Some records
— BEGIN —

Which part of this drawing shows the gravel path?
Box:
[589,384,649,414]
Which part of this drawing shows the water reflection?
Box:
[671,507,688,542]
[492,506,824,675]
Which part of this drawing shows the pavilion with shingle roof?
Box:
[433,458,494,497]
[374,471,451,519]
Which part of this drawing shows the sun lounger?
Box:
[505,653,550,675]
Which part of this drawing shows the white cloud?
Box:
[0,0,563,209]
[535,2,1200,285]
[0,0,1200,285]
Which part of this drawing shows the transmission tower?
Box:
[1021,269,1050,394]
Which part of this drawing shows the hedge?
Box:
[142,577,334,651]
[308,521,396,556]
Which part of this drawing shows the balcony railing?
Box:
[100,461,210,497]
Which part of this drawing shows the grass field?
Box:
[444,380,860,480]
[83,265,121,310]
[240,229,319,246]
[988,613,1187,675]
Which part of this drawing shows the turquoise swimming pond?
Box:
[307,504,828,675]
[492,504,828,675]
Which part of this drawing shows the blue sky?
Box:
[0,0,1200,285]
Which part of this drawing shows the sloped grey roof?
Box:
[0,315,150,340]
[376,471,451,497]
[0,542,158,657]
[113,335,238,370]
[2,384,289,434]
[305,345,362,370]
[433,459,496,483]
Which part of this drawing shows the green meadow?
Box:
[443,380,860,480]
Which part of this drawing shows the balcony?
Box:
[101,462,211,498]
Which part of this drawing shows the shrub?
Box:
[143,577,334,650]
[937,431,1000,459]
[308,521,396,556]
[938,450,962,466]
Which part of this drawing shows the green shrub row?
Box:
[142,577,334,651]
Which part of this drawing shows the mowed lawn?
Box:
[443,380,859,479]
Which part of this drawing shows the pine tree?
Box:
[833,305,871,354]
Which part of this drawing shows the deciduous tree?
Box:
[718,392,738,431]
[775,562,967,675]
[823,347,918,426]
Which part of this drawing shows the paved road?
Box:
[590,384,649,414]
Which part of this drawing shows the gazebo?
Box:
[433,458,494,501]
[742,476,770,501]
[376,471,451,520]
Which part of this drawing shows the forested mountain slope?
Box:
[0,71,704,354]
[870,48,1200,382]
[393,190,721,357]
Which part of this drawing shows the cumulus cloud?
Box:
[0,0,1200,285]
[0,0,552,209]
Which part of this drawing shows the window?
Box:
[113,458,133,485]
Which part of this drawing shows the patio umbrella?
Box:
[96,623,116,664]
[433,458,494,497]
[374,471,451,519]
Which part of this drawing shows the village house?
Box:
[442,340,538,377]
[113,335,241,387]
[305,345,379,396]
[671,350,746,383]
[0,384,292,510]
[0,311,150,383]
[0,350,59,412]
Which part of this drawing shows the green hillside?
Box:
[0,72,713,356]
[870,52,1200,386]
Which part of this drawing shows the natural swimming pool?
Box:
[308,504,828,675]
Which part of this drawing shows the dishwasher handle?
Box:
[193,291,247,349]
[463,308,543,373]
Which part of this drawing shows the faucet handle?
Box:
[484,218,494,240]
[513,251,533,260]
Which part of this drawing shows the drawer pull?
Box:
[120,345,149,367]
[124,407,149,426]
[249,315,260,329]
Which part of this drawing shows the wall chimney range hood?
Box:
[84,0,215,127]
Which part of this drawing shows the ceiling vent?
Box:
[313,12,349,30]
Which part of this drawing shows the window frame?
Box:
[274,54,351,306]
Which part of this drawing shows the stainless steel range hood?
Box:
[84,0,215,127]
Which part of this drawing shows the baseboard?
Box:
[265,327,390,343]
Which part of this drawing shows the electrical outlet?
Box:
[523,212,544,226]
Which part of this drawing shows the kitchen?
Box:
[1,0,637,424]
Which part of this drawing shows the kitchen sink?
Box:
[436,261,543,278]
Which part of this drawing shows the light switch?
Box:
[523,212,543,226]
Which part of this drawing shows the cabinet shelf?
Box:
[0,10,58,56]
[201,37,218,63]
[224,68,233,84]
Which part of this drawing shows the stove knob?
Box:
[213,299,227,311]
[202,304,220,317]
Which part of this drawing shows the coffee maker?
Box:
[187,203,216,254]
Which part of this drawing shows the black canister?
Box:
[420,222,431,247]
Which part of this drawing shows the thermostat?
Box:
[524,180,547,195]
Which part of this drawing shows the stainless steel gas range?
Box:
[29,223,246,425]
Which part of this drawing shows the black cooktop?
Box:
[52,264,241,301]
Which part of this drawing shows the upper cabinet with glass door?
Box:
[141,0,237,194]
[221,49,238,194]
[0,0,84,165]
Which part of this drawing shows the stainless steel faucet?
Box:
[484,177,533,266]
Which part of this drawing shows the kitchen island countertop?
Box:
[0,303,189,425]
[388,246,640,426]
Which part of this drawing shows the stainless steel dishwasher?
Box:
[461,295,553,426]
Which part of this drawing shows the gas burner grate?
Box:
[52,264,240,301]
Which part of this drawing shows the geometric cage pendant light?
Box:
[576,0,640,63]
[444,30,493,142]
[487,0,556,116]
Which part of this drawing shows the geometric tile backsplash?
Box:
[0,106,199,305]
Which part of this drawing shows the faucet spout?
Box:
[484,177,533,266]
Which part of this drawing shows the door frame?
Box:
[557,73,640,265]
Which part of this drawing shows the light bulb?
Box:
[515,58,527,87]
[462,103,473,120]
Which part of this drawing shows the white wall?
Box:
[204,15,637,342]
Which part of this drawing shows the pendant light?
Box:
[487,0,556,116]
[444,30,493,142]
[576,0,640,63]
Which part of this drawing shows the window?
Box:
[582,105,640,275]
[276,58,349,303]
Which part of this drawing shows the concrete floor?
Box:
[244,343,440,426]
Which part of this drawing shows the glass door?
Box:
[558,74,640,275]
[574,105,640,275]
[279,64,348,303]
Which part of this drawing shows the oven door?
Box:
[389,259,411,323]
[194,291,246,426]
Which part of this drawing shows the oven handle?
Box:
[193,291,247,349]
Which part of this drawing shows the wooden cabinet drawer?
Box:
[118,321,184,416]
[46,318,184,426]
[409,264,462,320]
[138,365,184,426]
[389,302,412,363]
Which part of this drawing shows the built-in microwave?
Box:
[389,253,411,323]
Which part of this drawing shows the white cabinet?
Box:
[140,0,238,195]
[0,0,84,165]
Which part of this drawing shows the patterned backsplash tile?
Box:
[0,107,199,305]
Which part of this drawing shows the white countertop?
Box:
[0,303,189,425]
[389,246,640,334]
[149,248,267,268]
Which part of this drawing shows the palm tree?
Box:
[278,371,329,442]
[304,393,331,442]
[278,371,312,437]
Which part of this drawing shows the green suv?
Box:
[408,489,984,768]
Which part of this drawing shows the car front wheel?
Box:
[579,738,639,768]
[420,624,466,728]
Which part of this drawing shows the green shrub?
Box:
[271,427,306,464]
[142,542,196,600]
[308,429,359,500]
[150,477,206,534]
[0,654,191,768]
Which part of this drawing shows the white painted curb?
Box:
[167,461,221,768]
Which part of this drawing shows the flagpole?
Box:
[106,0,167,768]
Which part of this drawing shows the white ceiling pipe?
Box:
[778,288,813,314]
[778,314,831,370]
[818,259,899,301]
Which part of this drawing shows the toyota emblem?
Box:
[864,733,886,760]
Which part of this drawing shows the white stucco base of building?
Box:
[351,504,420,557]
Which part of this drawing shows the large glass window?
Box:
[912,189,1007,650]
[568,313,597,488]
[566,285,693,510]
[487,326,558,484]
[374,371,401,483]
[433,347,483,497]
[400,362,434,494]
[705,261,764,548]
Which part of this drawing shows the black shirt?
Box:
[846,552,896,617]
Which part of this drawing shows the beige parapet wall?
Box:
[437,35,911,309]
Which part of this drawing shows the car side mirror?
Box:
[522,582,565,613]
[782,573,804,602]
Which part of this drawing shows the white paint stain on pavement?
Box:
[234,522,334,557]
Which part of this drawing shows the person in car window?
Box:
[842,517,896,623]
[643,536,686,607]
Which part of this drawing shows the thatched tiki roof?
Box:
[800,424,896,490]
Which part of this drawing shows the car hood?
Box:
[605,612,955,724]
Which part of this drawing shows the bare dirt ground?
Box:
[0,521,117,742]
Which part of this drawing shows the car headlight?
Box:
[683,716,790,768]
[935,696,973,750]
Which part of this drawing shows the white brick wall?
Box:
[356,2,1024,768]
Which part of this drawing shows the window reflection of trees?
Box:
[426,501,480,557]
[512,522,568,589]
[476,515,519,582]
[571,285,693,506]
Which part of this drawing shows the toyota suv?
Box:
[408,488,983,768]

— END —

### [Your task]
Gather every line in the records that contains the string "tile" and copy each one in full, treating uppercase and lowercase as different.

### [Answer for this exercise]
Which part of this drawing shows the geometric tile backsplash?
Which part of this drawing shows the patterned backsplash tile?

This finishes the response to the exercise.